Give the material from its first line through the line holding "pixel 81 277", inclusive, as a Markdown table with the columns Row and Line, leaving out any blank lines.

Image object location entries
────
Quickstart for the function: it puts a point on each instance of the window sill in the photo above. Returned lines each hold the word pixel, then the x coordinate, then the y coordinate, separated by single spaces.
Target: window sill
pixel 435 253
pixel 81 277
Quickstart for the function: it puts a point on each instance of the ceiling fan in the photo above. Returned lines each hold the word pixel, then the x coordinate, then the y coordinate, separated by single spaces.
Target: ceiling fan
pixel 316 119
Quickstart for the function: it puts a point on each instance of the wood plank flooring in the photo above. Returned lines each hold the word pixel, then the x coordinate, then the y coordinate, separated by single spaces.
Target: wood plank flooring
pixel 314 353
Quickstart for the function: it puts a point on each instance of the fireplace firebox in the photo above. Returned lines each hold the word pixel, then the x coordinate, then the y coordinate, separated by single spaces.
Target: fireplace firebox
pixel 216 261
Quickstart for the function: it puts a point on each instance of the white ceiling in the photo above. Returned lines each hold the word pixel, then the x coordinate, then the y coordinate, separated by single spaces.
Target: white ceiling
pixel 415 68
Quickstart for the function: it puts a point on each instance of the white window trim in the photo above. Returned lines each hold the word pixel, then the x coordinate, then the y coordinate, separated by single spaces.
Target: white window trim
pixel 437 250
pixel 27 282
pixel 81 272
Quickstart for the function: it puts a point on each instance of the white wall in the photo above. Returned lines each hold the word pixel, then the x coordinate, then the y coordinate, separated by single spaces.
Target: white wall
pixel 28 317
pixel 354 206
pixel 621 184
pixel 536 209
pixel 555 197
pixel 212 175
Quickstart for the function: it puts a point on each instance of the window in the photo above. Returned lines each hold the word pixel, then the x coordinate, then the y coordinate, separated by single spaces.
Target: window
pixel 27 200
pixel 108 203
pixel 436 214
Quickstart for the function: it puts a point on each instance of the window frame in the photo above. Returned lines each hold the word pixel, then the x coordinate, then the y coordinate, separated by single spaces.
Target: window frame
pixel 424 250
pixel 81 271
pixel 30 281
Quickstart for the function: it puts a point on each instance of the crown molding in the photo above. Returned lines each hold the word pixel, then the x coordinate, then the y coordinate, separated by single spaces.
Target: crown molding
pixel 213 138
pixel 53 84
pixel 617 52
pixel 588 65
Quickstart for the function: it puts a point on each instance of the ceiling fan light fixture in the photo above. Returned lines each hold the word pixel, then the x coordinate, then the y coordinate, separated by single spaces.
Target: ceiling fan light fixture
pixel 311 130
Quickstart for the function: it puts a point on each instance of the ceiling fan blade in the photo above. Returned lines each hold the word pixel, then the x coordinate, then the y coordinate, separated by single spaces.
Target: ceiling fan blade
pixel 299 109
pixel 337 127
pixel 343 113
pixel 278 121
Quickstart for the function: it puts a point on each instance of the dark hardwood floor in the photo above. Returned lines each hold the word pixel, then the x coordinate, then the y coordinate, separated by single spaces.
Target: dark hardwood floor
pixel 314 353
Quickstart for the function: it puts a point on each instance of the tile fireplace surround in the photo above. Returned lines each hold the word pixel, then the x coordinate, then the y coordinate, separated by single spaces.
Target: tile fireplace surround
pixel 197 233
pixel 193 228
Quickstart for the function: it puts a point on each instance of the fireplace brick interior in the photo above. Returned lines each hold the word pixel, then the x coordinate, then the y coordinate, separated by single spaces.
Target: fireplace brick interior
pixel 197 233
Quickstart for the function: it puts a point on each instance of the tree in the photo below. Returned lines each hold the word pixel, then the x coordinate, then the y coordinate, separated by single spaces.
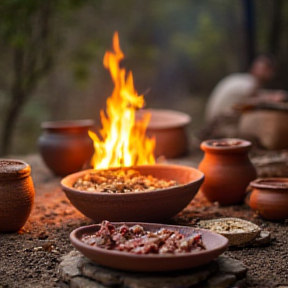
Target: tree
pixel 29 32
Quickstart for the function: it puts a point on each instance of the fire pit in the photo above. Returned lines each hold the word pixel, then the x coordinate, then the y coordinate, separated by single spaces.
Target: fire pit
pixel 148 206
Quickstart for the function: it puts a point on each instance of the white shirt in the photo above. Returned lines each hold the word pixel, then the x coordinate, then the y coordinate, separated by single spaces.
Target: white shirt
pixel 228 91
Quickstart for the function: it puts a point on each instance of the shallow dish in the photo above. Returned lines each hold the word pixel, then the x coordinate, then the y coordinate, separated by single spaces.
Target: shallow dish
pixel 215 245
pixel 237 231
pixel 151 206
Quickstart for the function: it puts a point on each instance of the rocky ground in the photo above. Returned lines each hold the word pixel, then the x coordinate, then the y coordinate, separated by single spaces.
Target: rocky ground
pixel 31 257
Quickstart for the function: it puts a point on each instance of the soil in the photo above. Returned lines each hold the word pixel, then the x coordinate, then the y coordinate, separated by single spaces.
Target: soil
pixel 30 258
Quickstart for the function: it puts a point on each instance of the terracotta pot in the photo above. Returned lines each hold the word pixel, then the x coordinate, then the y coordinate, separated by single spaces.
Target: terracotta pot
pixel 227 170
pixel 270 198
pixel 149 206
pixel 65 146
pixel 16 194
pixel 169 129
pixel 267 126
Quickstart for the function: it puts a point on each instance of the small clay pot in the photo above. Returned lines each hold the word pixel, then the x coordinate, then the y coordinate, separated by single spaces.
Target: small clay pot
pixel 269 197
pixel 65 146
pixel 227 170
pixel 16 194
pixel 169 129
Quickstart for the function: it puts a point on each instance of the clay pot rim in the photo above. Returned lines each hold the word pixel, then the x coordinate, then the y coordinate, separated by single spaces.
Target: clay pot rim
pixel 181 119
pixel 130 195
pixel 15 169
pixel 225 144
pixel 272 183
pixel 68 124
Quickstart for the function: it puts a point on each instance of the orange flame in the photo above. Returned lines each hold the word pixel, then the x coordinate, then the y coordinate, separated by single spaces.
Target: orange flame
pixel 122 140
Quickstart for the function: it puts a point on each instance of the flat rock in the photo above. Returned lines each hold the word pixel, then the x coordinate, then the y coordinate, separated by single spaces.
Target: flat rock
pixel 76 271
pixel 229 265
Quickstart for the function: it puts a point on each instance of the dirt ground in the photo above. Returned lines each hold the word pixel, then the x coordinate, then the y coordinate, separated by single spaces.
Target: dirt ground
pixel 31 257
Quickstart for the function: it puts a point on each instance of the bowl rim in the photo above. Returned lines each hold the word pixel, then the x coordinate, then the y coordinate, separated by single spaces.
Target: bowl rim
pixel 65 187
pixel 66 124
pixel 267 183
pixel 183 119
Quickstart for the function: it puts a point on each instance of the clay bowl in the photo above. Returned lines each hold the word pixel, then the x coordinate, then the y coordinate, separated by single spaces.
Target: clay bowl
pixel 169 129
pixel 65 146
pixel 151 206
pixel 269 197
pixel 237 231
pixel 215 245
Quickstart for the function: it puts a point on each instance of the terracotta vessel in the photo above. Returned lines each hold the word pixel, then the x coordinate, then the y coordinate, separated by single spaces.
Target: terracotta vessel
pixel 215 245
pixel 148 206
pixel 16 194
pixel 65 146
pixel 269 198
pixel 169 129
pixel 227 170
pixel 268 126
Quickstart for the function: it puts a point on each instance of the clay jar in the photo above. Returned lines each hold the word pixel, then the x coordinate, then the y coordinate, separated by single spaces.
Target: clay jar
pixel 269 198
pixel 65 146
pixel 169 129
pixel 227 170
pixel 16 194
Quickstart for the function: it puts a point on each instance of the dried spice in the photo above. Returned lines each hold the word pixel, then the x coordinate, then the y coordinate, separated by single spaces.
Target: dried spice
pixel 120 181
pixel 136 240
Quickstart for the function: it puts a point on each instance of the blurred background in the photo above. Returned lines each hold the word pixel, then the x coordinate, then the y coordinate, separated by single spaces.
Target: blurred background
pixel 51 56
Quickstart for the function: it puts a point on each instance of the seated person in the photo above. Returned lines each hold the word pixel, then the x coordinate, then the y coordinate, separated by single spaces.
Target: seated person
pixel 240 86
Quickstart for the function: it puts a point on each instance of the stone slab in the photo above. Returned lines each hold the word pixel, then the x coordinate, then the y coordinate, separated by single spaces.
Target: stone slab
pixel 76 271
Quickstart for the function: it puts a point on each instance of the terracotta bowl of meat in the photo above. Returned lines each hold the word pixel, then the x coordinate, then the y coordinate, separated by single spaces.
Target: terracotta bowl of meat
pixel 175 187
pixel 147 247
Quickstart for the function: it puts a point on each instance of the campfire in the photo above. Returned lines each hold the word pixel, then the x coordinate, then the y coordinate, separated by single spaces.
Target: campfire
pixel 122 141
pixel 125 184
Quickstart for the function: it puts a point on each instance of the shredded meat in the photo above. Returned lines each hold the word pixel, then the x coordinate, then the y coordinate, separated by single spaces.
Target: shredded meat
pixel 138 241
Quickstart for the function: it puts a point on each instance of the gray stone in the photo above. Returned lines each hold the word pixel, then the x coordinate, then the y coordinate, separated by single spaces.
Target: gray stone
pixel 82 282
pixel 68 267
pixel 106 276
pixel 228 265
pixel 183 281
pixel 221 281
pixel 78 272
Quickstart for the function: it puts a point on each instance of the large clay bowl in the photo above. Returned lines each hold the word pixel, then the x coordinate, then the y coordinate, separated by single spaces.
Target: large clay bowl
pixel 215 245
pixel 269 197
pixel 152 206
pixel 169 129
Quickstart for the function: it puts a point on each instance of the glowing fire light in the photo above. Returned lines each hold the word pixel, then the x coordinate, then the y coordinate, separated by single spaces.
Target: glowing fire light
pixel 122 140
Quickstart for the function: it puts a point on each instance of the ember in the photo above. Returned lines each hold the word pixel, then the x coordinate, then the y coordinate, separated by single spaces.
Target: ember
pixel 138 241
pixel 120 181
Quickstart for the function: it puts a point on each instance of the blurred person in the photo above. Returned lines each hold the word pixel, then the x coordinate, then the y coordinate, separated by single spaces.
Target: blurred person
pixel 240 86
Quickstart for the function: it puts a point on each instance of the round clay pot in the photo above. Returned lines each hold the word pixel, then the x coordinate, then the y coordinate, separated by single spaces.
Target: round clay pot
pixel 227 170
pixel 65 146
pixel 169 129
pixel 16 194
pixel 270 198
────
### Exercise result
| Row | Line |
|---|---|
| 1 | Quickstart for the function: it puts a point on each instance of the window sill in the photo above. Returned lines each hold the word pixel, then the x coordinate, then the y coordinate, separated by single spaces. |
| 2 | Target: window sill |
| 3 | pixel 435 253 |
| 4 | pixel 81 277 |